_TO BE DONE_
Retype the listing that follows, word for word.

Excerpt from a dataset
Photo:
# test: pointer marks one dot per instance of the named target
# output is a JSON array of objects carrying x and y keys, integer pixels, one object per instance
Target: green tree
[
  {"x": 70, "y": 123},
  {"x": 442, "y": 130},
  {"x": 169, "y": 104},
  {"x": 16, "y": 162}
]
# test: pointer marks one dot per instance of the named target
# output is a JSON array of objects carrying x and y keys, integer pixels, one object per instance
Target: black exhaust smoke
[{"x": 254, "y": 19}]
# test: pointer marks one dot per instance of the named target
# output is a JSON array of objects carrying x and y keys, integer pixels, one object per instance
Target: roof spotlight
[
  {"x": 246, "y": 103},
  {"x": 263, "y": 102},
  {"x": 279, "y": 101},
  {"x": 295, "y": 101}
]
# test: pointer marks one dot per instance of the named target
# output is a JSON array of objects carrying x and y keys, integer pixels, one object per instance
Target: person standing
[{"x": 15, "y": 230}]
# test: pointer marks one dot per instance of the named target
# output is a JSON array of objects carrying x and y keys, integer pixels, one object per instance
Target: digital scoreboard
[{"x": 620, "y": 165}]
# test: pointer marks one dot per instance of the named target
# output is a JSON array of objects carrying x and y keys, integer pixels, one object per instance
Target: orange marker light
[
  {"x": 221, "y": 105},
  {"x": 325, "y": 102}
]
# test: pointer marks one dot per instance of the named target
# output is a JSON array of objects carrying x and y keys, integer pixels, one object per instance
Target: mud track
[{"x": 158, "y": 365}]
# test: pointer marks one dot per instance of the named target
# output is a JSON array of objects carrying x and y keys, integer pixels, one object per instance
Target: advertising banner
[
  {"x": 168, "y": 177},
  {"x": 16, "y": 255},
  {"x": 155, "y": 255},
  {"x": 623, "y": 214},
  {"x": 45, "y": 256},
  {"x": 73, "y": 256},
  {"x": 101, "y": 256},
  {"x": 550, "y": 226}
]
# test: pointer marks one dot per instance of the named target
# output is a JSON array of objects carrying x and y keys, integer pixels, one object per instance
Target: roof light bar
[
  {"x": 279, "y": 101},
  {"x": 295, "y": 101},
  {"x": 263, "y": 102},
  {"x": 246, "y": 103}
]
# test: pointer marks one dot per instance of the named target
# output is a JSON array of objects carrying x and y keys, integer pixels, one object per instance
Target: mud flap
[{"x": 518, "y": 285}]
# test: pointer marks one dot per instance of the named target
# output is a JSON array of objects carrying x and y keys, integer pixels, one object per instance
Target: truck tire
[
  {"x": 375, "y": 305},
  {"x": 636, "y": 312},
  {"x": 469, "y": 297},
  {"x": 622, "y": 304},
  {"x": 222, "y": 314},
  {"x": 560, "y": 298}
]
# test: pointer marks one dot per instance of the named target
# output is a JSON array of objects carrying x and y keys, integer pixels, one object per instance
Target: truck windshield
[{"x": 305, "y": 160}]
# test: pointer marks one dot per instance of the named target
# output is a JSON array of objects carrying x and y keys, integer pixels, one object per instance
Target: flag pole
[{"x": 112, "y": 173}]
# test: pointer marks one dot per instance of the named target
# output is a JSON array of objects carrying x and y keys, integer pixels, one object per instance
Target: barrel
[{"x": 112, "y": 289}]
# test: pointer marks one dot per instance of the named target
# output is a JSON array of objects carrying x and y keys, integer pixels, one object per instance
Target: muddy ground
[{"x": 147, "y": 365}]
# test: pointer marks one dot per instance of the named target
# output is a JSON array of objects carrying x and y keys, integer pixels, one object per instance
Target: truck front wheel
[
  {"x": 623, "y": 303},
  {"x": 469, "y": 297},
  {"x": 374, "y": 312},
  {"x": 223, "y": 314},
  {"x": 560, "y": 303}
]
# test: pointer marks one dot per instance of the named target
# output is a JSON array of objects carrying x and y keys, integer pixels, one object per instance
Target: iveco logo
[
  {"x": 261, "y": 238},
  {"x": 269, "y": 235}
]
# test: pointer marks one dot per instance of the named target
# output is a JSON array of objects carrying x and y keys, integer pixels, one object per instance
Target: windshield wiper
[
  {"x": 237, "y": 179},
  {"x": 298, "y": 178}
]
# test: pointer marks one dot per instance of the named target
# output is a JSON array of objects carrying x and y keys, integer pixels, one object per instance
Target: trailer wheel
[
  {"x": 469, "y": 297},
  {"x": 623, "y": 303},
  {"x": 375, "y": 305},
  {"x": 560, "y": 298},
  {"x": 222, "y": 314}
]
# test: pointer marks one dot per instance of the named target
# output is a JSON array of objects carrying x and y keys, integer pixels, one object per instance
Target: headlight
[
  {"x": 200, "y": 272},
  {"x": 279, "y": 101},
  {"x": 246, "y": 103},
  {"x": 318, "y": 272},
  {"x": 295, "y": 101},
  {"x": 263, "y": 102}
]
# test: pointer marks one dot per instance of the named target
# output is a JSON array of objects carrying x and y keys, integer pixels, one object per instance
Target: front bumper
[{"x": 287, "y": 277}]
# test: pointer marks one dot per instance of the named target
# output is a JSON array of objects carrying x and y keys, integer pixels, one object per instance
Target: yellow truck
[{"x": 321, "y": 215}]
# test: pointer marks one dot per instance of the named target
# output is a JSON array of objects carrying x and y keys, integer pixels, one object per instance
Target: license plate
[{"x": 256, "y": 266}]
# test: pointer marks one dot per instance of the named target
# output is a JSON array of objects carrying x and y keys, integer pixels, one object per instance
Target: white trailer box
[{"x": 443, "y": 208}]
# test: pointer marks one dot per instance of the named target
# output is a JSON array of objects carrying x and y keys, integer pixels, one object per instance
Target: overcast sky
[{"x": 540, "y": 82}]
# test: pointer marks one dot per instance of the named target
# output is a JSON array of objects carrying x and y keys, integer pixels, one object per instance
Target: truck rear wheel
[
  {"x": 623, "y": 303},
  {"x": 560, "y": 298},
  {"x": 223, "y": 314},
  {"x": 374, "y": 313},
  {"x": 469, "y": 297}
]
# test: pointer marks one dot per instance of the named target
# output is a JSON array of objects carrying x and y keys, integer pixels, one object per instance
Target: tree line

_THE ANSWER_
Photo:
# test: pointer marks one dot per instance of the named target
# output is a JSON array of objects carrying x and y keys, integer pixels, one object per instance
Target: green tree
[
  {"x": 70, "y": 123},
  {"x": 442, "y": 130},
  {"x": 169, "y": 104},
  {"x": 16, "y": 162}
]
# test: pointer marks one dot per instance of the named target
# output is a JSON array of objects carrying x and y keys, integer pixels, one object per instance
Target: black exhaust smoke
[{"x": 254, "y": 19}]
# test: pointer marks one dot per instance of the named target
# output is a JSON array of objects carrying x and y keys, integer pixels, one object per instance
Target: roof spotlight
[
  {"x": 246, "y": 103},
  {"x": 263, "y": 102},
  {"x": 279, "y": 101},
  {"x": 295, "y": 101}
]
# test: pointer marks one dot per instance of the named target
# output is a JSON array of objects carrying x and y keys, integer pixels, one object per instance
Target: person standing
[{"x": 15, "y": 230}]
# test: pointer marks one dot per instance of the named target
# output is a JSON array of objects carrying x and y keys, integer pixels, one object per instance
Target: digital scoreboard
[{"x": 620, "y": 165}]
# test: pointer marks one dot per instance of the named target
# output is a JSON array of objects carrying x and y keys, integer pixels, one object per instance
Target: orange marker light
[
  {"x": 221, "y": 105},
  {"x": 325, "y": 102}
]
# test: pointer marks one dot per instance of the named target
# output is a JSON array of objects carrying x and y keys, integer pixels, one object per instance
Target: mud track
[{"x": 158, "y": 365}]
# test: pointer marks one dot per instance of the named target
# output is a JSON array of objects carrying x and y keys, integer pixels, one object per instance
Target: advertising banner
[
  {"x": 168, "y": 177},
  {"x": 16, "y": 255},
  {"x": 155, "y": 255},
  {"x": 623, "y": 214},
  {"x": 45, "y": 256},
  {"x": 73, "y": 256},
  {"x": 101, "y": 256},
  {"x": 550, "y": 226}
]
# test: pointer marks one dot per instance of the named target
# output is a JSON array of objects carrying x and y keys, integer pixels, one object per instance
Target: roof light bar
[
  {"x": 279, "y": 101},
  {"x": 295, "y": 101},
  {"x": 263, "y": 102},
  {"x": 246, "y": 103}
]
# test: pointer marks one dot per instance of the named target
# output is a JSON array of objects carrying x and y keys, integer pixels, one object per instance
Target: mud flap
[{"x": 518, "y": 285}]
# test: pointer marks one dot per instance of the named target
# output is a JSON array of objects carrying x and y keys, integer pixels, one object per instance
Target: truck tire
[
  {"x": 375, "y": 305},
  {"x": 636, "y": 312},
  {"x": 469, "y": 297},
  {"x": 622, "y": 304},
  {"x": 222, "y": 314},
  {"x": 560, "y": 298}
]
# test: pointer marks one dot per instance of the named target
# output is a JSON array of objects carrying x and y keys, integer pixels, one object per instance
Target: truck windshield
[{"x": 305, "y": 160}]
# test: pointer marks one dot per instance of the named target
# output is a JSON array of objects carrying x and y keys, integer pixels, one object per instance
Target: flag pole
[{"x": 112, "y": 173}]
# test: pointer marks one dot per instance of the named target
# output is a JSON array of objects carrying x and y keys, integer pixels, one object per instance
Target: barrel
[{"x": 112, "y": 289}]
# test: pointer marks one dot per instance of the named target
# output is a JSON array of objects carrying x and y keys, integer pixels, one object per instance
Target: muddy ground
[{"x": 147, "y": 365}]
# test: pointer marks one dot per instance of the named target
# output is a JSON array of objects carrying x and y keys, integer pixels, one object per instance
Target: truck front wheel
[
  {"x": 623, "y": 303},
  {"x": 469, "y": 297},
  {"x": 374, "y": 312},
  {"x": 223, "y": 314},
  {"x": 560, "y": 303}
]
# test: pointer marks one dot per instance of the named target
# output is a JSON array of objects carrying x and y keys, integer pixels, one object per instance
Target: iveco logo
[
  {"x": 261, "y": 238},
  {"x": 269, "y": 235}
]
# test: pointer marks one dot per instance of the named target
# output is a JSON array of objects carrying x and y keys, integer pixels, one object per instance
Target: windshield wiper
[
  {"x": 237, "y": 179},
  {"x": 298, "y": 178}
]
# test: pointer marks one dot per instance of the named target
# output is a JSON array of objects carrying x and y keys, integer pixels, one object per instance
Target: trailer wheel
[
  {"x": 469, "y": 297},
  {"x": 623, "y": 303},
  {"x": 375, "y": 305},
  {"x": 560, "y": 298},
  {"x": 222, "y": 314}
]
# test: pointer marks one dot per instance of the named target
# output is a JSON array of objects carrying x and y keys, integer pixels, one object per instance
Target: headlight
[
  {"x": 200, "y": 272},
  {"x": 279, "y": 101},
  {"x": 246, "y": 103},
  {"x": 318, "y": 272},
  {"x": 295, "y": 101},
  {"x": 263, "y": 102}
]
# test: pointer marks one dot per instance of the named target
# output is a JSON array of objects carrying x and y keys, integer pixels, one object per instance
Target: front bumper
[{"x": 287, "y": 277}]
# test: pointer marks one dot per instance of the named target
# output is a JSON array of objects carrying x and y keys, integer pixels, one object per instance
Target: yellow truck
[{"x": 321, "y": 215}]
# test: pointer marks one dot per instance of the named target
# output is a JSON array of objects carrying x and y keys, integer pixels, one object per instance
Target: license plate
[{"x": 256, "y": 266}]
# test: pointer marks one dot per instance of the named target
# output is a JSON array of objects carrying x and y keys, integer pixels, one object per instance
Target: white trailer box
[{"x": 443, "y": 208}]
# test: pointer marks one dot per instance of the named target
# output is a JSON array of objects carrying x and y keys, integer pixels, one object per instance
Target: overcast sky
[{"x": 540, "y": 82}]
# test: pointer marks one dot per instance of the named target
# output is a JSON array of objects carrying x and y keys, integer pixels, one object per instance
Target: truck rear wheel
[
  {"x": 623, "y": 303},
  {"x": 560, "y": 298},
  {"x": 223, "y": 314},
  {"x": 374, "y": 313},
  {"x": 469, "y": 297}
]
# test: pointer marks one dot per instance of the named target
# output is a JSON array of objects carrying x and y keys, integer pixels, one object per instance
Target: tree line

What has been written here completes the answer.